EXERCISE INPUTS
┄┄┄┄┄┄

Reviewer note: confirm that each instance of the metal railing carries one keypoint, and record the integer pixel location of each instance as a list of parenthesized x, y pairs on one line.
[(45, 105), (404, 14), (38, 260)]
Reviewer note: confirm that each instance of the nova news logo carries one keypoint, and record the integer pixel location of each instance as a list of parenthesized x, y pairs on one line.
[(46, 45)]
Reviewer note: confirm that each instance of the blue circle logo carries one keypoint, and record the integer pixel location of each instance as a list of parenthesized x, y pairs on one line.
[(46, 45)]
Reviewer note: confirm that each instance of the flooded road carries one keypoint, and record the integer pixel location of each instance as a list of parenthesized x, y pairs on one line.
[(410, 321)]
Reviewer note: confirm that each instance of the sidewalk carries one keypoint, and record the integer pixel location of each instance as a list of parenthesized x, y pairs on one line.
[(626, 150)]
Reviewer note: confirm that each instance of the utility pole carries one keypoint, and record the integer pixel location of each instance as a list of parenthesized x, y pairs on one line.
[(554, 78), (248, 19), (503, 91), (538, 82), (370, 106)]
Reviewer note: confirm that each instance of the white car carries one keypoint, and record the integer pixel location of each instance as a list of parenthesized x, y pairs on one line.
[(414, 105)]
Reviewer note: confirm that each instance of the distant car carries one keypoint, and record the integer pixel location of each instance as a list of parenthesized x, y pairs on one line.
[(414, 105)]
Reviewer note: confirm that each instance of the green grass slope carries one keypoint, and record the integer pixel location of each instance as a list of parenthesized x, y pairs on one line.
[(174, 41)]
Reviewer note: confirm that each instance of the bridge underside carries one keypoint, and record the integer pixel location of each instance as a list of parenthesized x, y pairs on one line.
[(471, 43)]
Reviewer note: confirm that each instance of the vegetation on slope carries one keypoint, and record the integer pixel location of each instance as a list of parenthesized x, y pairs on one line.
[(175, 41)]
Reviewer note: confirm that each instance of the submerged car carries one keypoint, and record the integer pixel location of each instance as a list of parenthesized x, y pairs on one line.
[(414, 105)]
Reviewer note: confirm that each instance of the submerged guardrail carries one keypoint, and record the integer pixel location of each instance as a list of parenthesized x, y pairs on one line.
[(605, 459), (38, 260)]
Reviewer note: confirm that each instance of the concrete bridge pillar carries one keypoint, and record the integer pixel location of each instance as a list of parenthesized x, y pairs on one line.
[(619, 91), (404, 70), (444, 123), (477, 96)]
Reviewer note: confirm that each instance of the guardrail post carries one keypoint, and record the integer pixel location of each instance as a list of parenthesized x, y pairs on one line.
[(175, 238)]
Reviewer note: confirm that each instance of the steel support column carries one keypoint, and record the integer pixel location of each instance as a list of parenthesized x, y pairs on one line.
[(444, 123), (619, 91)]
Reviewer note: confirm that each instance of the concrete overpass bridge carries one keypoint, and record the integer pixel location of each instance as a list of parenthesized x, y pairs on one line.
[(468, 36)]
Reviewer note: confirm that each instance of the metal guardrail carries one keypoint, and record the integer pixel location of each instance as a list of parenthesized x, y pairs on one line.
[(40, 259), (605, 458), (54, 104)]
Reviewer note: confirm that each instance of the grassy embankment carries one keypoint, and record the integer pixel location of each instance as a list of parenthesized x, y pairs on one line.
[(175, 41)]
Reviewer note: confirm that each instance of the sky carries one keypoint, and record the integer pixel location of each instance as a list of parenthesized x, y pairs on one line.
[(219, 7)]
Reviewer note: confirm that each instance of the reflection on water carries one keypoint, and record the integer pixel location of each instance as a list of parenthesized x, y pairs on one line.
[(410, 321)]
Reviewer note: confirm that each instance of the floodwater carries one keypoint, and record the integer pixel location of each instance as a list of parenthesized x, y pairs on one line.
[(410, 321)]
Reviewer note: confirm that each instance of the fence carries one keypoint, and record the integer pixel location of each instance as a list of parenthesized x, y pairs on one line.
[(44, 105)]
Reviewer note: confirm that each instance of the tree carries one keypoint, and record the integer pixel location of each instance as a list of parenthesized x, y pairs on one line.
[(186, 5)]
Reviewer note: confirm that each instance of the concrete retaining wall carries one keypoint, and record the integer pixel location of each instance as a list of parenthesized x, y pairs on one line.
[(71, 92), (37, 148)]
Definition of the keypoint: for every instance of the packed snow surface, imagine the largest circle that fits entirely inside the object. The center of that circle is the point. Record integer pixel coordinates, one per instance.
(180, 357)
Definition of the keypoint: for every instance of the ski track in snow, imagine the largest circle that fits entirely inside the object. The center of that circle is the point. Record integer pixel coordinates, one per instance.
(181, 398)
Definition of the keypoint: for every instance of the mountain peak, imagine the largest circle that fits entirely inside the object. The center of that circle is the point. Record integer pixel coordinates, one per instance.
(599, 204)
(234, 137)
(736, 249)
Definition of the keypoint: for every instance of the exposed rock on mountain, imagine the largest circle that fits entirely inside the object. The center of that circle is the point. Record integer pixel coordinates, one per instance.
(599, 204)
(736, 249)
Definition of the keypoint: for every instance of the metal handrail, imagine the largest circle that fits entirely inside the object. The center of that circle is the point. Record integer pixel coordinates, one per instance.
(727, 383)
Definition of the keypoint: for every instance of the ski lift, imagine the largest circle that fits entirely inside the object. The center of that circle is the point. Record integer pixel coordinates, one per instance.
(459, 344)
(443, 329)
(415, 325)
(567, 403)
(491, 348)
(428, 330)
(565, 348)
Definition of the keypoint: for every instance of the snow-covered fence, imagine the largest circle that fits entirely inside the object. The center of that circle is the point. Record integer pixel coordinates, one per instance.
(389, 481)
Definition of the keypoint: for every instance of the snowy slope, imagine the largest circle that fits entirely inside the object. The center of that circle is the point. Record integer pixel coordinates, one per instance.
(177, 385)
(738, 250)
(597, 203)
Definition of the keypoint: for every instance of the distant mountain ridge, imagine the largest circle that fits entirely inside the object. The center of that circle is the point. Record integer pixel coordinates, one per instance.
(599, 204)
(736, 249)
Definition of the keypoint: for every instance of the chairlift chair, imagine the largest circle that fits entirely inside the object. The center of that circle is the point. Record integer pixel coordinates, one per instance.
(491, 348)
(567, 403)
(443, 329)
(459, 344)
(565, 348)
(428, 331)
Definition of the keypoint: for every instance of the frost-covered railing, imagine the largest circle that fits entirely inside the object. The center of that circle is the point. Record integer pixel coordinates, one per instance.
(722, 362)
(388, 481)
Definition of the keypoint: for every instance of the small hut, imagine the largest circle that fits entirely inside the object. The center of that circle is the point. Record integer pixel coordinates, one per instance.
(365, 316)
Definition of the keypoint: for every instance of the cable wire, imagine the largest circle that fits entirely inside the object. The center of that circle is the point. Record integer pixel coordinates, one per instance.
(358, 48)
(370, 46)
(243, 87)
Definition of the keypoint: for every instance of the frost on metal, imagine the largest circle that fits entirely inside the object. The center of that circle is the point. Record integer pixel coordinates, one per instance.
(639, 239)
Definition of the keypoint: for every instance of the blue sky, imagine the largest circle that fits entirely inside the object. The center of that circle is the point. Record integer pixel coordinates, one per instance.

┄┄┄┄┄┄

Repeat the lines from the one containing "Definition of the keypoint: for every instance of the frost on" through the end of the listing, exactly and without any other lines; both ends are included.

COMPLETED TASK
Definition of the keypoint: for every instance of the frost on metal, imagine the largest circle that fits entirely inside the object. The center of that circle is the point. Record integer pixel coordinates, one per instance.
(639, 239)
Definition of the keypoint: for every instance of the blue sky, imagine the largest circle that fits entirely inside the object. The center of that circle is the point. Record integer pixel coordinates, one per instance.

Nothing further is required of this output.